> [Task to carry out]: Rewrite the records from the line with "the coach's open" up to and including the line with "[(438, 230)]", putting "black leather belt" wherever "brown leather belt" appears and leaving everything else as it is.

=== Information given ===

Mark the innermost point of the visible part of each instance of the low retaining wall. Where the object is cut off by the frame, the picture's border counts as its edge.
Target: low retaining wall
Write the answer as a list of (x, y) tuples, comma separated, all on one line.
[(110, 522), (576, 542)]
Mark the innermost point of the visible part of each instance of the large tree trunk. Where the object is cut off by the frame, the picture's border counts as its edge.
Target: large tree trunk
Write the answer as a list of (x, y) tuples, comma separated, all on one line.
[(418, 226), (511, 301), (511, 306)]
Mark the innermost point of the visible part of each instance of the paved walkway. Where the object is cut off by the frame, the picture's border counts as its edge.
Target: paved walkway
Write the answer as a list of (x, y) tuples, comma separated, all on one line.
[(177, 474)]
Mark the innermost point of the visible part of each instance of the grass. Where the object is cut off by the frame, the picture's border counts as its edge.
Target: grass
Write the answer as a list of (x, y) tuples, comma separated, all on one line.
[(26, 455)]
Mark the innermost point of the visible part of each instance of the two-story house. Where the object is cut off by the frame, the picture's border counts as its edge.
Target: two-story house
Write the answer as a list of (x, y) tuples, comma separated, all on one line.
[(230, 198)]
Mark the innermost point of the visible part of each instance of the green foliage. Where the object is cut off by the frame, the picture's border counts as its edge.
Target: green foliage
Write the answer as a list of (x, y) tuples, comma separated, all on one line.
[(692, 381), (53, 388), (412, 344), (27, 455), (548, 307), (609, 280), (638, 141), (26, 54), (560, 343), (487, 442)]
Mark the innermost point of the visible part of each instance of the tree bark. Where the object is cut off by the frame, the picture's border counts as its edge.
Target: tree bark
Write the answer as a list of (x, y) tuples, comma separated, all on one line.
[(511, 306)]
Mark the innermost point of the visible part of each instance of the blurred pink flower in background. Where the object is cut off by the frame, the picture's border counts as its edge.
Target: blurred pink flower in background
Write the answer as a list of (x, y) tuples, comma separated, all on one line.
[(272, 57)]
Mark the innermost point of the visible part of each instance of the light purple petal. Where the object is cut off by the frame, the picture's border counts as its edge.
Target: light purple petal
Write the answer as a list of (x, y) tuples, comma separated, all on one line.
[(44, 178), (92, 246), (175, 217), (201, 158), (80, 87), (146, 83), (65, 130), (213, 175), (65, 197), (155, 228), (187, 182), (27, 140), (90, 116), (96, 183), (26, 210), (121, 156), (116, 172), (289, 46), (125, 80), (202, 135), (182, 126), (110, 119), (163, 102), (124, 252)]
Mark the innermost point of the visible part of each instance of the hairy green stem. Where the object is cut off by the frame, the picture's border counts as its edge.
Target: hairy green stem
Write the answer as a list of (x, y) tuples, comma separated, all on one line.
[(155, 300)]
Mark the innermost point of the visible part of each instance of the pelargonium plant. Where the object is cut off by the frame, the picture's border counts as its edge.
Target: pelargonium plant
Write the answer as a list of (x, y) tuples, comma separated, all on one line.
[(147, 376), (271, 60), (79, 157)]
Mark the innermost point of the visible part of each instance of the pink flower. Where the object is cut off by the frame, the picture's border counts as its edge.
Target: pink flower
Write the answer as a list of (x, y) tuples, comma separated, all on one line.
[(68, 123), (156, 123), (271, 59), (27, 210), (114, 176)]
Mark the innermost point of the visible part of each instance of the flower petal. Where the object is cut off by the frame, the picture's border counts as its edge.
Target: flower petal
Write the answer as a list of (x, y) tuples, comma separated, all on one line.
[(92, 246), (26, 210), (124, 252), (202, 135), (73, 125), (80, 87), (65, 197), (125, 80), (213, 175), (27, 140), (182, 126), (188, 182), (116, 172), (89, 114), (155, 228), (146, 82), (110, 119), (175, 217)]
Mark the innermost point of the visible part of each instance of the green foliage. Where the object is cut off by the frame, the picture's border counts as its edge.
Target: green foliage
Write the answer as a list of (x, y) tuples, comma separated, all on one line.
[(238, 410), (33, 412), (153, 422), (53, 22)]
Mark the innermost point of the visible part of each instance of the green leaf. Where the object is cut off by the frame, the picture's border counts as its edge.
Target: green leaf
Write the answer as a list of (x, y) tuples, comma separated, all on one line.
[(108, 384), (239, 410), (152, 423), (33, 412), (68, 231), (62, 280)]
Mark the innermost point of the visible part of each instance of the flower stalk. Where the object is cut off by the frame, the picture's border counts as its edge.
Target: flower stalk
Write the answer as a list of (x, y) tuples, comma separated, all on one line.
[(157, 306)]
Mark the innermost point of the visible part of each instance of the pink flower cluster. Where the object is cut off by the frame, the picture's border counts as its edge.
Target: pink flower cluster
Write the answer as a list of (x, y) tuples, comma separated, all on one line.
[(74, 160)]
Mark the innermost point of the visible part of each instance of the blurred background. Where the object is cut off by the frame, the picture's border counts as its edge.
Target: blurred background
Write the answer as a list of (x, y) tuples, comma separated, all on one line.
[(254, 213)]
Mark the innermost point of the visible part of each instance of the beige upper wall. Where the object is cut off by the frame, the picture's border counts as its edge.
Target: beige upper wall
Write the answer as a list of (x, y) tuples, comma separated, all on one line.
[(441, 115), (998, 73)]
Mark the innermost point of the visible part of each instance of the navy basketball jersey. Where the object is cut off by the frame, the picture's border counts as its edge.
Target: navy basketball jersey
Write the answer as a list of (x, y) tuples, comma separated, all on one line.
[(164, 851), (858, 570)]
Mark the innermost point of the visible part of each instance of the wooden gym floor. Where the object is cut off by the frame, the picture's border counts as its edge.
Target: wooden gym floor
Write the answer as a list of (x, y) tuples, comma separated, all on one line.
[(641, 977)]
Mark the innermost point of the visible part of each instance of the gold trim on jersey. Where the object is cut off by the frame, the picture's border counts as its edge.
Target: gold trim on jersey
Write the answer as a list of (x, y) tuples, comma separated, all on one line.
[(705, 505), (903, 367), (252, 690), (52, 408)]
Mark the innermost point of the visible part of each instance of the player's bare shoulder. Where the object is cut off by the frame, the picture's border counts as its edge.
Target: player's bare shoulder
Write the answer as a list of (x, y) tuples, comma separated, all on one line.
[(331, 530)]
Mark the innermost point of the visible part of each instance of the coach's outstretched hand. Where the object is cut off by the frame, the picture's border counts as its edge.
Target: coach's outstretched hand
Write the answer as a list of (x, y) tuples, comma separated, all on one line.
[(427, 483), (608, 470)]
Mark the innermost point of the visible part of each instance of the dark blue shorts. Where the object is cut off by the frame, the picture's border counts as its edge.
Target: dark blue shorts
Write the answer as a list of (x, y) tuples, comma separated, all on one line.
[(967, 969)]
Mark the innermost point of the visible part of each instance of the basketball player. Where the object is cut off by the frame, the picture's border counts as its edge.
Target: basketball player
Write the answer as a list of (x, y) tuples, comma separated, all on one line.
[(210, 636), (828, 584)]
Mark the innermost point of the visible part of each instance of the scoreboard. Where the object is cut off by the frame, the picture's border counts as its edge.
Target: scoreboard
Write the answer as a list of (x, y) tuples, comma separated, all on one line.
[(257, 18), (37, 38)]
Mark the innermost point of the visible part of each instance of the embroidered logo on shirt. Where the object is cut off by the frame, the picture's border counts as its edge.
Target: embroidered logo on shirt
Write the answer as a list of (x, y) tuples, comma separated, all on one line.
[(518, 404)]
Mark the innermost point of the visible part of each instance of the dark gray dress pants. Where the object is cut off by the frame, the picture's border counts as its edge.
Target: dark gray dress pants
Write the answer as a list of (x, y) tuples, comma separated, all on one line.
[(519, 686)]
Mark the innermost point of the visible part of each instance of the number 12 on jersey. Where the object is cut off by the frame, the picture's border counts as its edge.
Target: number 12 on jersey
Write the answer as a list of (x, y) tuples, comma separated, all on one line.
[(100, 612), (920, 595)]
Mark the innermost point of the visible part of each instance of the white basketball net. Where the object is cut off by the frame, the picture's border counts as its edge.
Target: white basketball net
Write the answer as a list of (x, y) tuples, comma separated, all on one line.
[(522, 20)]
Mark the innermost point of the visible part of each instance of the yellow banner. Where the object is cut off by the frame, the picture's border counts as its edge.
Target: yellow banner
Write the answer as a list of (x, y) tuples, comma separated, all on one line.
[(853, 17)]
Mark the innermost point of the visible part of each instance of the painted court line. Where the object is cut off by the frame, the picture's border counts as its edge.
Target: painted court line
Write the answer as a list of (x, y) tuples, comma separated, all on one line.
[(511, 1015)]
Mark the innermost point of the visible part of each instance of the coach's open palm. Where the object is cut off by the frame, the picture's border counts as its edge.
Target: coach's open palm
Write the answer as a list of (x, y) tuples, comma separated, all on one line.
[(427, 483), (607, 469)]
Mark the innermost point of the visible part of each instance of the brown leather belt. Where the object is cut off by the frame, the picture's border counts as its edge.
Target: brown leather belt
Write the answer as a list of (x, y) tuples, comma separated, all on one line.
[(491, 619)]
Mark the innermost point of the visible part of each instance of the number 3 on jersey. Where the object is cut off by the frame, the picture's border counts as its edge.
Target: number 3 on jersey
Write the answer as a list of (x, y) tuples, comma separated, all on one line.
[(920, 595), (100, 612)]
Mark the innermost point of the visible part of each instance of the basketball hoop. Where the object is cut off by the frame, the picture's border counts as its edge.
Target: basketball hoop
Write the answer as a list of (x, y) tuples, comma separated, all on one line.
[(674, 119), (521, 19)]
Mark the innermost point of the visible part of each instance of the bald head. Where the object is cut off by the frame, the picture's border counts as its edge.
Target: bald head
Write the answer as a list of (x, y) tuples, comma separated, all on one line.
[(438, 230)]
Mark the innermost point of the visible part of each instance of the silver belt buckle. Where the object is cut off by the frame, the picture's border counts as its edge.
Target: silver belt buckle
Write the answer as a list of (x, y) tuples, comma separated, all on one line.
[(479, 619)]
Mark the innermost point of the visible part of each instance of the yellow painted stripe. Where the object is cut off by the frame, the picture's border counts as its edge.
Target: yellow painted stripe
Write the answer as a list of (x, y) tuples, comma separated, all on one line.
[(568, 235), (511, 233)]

===

> [Solution below]:
Mark the innermost point of the visible part of each instance of the coach's open palm. Where the object is cut off by the frame, the picture's border counts as its edge.
Target: coach's open palm
Write the answer as a list of (x, y) tuples, comma separated, all on one line.
[(427, 483), (607, 469)]
Mark the innermost point of the visible part of each instance of the black leather belt. Where the object is cut off by the frame, the picture's border counts as its edge.
Target: black leather belt
Write the answer as a list of (x, y) tuples, comma separated, all on one line.
[(491, 619)]
Mark the innermost point of the visible part of each instance of the number 3 on jersey. Where the object is cut off by the frame, the picture's border counts as its edge.
Target: number 3 on jersey
Write the answer as a list of (x, y) tuples, comma separated, all on one line.
[(920, 595), (100, 612)]
Mark the innermost point of the visible part of each instance of the basketball hoop. Where the object is cut off by the frame, the picture's border counts as its edge.
Target: basketball hoop
Write the answer as a list of (x, y) tuples, comma separated, all on one line.
[(674, 119), (521, 19)]
Mark the innermost point of the visible part of each instance of the bald head. Where the object is cut off by the frame, the picture's border counts as its edge.
Target: bald head
Write the answer as a list of (x, y) tuples, comma separated, all on one line.
[(438, 230)]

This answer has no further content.